• [Exercise task] Extract the whole listing as it stands. Do not include the pictures.

------------

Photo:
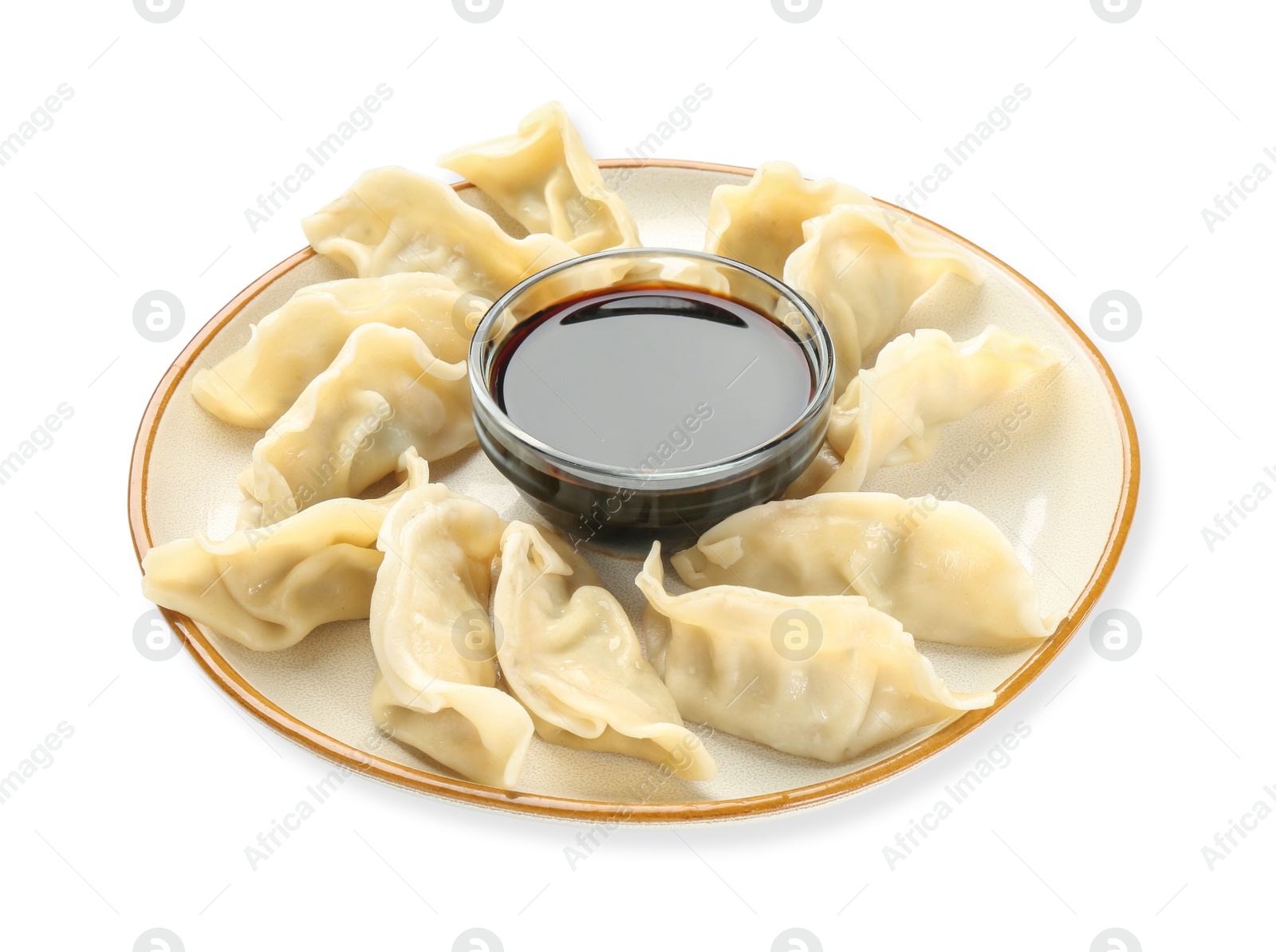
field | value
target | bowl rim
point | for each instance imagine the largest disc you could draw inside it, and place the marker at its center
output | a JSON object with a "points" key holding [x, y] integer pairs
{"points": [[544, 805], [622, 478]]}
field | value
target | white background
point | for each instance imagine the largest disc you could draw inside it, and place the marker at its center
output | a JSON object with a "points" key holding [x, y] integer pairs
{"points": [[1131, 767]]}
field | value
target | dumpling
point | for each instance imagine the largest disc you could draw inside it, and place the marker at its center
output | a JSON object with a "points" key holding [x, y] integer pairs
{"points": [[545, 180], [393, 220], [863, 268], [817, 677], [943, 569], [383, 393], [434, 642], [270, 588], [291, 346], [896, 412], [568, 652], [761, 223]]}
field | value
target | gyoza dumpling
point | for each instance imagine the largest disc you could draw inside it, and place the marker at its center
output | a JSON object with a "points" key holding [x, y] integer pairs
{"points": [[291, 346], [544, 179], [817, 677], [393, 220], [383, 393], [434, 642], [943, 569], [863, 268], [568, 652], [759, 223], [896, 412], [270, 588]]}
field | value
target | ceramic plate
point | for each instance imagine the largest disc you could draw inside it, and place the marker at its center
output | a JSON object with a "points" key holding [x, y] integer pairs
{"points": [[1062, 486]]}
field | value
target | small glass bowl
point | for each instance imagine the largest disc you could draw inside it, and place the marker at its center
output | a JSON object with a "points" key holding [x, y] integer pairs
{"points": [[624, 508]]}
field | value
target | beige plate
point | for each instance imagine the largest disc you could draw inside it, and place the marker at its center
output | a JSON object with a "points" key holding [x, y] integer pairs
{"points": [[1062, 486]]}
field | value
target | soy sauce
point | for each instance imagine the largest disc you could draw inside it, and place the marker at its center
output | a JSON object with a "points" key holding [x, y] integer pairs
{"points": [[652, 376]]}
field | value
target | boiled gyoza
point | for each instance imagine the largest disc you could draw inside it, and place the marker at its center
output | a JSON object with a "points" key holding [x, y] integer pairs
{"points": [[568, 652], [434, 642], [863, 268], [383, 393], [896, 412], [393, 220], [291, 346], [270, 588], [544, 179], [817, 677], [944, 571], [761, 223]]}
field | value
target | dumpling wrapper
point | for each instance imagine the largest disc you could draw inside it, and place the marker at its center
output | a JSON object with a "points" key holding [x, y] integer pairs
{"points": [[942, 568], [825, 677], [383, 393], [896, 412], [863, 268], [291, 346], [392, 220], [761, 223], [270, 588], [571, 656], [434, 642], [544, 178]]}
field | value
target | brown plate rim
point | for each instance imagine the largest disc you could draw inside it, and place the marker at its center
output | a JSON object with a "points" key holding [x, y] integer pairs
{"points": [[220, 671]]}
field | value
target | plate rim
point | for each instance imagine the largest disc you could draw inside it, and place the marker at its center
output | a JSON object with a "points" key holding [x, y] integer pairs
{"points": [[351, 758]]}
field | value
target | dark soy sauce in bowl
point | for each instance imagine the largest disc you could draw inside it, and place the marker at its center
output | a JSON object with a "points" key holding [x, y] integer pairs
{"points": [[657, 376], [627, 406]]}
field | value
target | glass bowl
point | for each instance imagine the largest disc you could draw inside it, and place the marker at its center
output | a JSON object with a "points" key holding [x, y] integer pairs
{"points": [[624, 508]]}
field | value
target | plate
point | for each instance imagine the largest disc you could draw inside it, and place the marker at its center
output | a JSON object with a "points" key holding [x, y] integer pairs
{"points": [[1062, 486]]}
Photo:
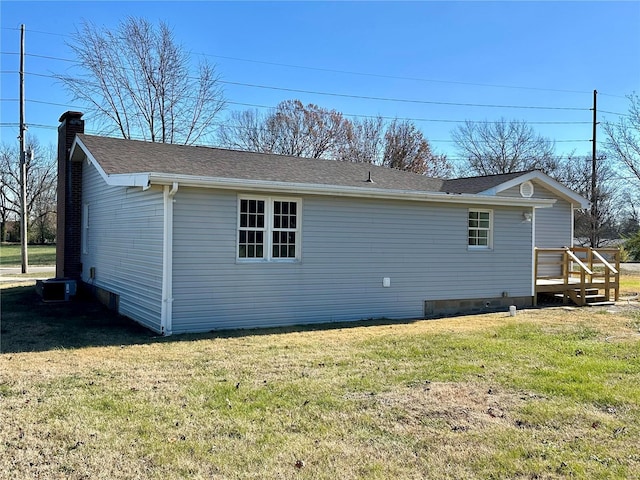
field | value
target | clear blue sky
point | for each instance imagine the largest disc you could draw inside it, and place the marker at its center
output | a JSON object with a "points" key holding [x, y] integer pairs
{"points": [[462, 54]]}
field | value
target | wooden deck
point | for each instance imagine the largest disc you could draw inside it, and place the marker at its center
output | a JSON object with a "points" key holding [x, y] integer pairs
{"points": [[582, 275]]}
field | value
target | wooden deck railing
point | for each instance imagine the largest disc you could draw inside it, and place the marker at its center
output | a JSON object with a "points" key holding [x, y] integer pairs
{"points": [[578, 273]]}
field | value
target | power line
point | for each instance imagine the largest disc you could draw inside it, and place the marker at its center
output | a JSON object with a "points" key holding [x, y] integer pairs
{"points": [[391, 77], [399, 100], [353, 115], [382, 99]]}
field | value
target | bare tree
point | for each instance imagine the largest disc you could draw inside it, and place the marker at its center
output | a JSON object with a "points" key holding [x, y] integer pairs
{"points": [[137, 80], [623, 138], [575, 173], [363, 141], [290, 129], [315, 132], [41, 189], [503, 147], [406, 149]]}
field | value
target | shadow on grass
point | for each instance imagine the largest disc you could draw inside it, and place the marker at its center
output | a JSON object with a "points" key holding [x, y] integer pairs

------------

• [Full solution]
Photo:
field | value
target | bowl rim
point | for each instance imagine the largest disc you could draw inside it, and place the marker at its center
output | a JSON object with a "points" key holding [x, y] integer pairs
{"points": [[544, 805], [622, 478]]}
field | value
target | white background
point | for each instance imagine the largest disc you could draw inside it, and place the marker at its center
output | a JSON object with a "points" key holding [x, y] integer pairs
{"points": [[1131, 767]]}
field | value
target | dumpling
point | for each instance imagine the largest disc you could draw inside it, and place the marker at its center
output | a JSON object with a "points" key holding [x, y] integer pairs
{"points": [[545, 180], [393, 220], [863, 268], [817, 677], [943, 569], [383, 393], [434, 642], [270, 588], [291, 346], [896, 412], [568, 652], [761, 223]]}
field | value
target | gyoza dumpling
point | for each instance imagine the largest disc you could draw inside it, and place the marker at its center
output | a JSON object with a "points" key holding [x, y] integer pairs
{"points": [[291, 346], [544, 179], [817, 677], [393, 220], [383, 393], [434, 642], [943, 569], [863, 268], [568, 652], [759, 223], [896, 412], [270, 588]]}
field | value
target | ceramic plate
point | for each instance imagine the largest disc you could draw inside it, and place the marker at its center
output | a JSON object with a "points" key holding [x, y] integer pairs
{"points": [[1062, 486]]}
field | value
target | small glass bowl
point | for each instance imagine the largest disc you could draw inside it, and place the marker at its center
output | a JSON object with a "points" key holding [x, y] integer pairs
{"points": [[624, 508]]}
field | value
target | beige plate
point | for each instance imagine the largest disc you could draw inside it, and place the marker at its center
output | a JSON object with a "points" key holding [x, y] integer pairs
{"points": [[1062, 486]]}
field | value
target | soy sauce
point | for each instance imagine the largest disc you could draw inside it, and place the marker at its center
output | a JSON object with a "points" key holding [x, y] integer pairs
{"points": [[652, 376]]}
field | value
target | boiled gyoza
point | for each instance imagine the largest disc you could draw inside it, and place the marker at its center
output | a JSON object with a "points" key holding [x, y] integer pairs
{"points": [[568, 652], [434, 642], [863, 268], [383, 393], [896, 412], [393, 220], [291, 346], [270, 588], [544, 179], [817, 677], [944, 571], [761, 223]]}
field | value
target | dumpling wrapper
point | for each instance imagine the largest disc you could draw inside it, and place the marker at its center
output | a JSON object with a "points" key holding [x, y] integer pairs
{"points": [[942, 568], [825, 677], [383, 393], [896, 412], [863, 268], [291, 346], [392, 220], [761, 223], [270, 588], [571, 656], [434, 642], [544, 178]]}
field | value
target | brown plate rim
point | for each instance imagine the largest disc you could draw inside it, and place the marker at its center
output | a JSON object with a "points" key holding [x, y] integer pairs
{"points": [[220, 671]]}
field | value
target | plate rim
point | for each instance imagine the largest disc you could draw inside it, and place the marker at its center
output | a JSON object with a "points" key holding [x, y] integer pairs
{"points": [[351, 758]]}
field | value
target | dark soy sauce in bowl
point | for each instance imagine the largest disc you could draw inside it, and place the marker at its center
output | a JSON object with a "points" key holding [x, y] integer pairs
{"points": [[657, 376], [627, 406]]}
field | value
target | glass bowl
point | for each instance imagine the largest disc you could draw inside it, and place the marker at its center
output | a JSON object with a "points" key holding [x, y] integer pairs
{"points": [[624, 508]]}
field | value
target | plate
point | for each instance imagine the largest disc you could draw inside it, and place the marker at its center
output | a JSON object with a "points" key holding [x, y] integer pairs
{"points": [[1062, 486]]}
Photo:
field | value
target | clear blue sky
point | for each instance imagine the largest disc you could draw inside it, and place the marker at its center
output | a JSON object with a "points" key holding [x, y] integer pairs
{"points": [[462, 54]]}
field | value
target | wooden deck
point | for each instance imagine the largest disc you could draw inside it, and place the marker at its center
output | a JSON object with a "points" key holding [x, y] integer pairs
{"points": [[582, 275]]}
field | value
target | wooden deck railing
point | for each instance imagine the largest disc you could draw inside it, and place the marker at its center
output | a JSON object with a "points" key holding [x, y] integer pairs
{"points": [[578, 273]]}
field | value
target | power line
point | for each instance imagine the largest disc you could draw inside it, and place the marker at its center
output | a JSON object with a "points" key holding [x, y] integer pairs
{"points": [[391, 77], [399, 100], [353, 115], [382, 99]]}
field | value
target | bare tree
point | for each instance imagine the largest disc you could draw inside it, and place the marker at its center
output | a JSON object with a "points" key holding [x, y] integer pairs
{"points": [[137, 80], [623, 138], [575, 173], [363, 141], [290, 129], [315, 132], [41, 189], [503, 147], [406, 149]]}
field | value
target | shadow on grass
point | for each instance imagine the largest disc you could draw inside it, and place the marker at its center
output | a JSON object with a "points" key holding [x, y] integer pairs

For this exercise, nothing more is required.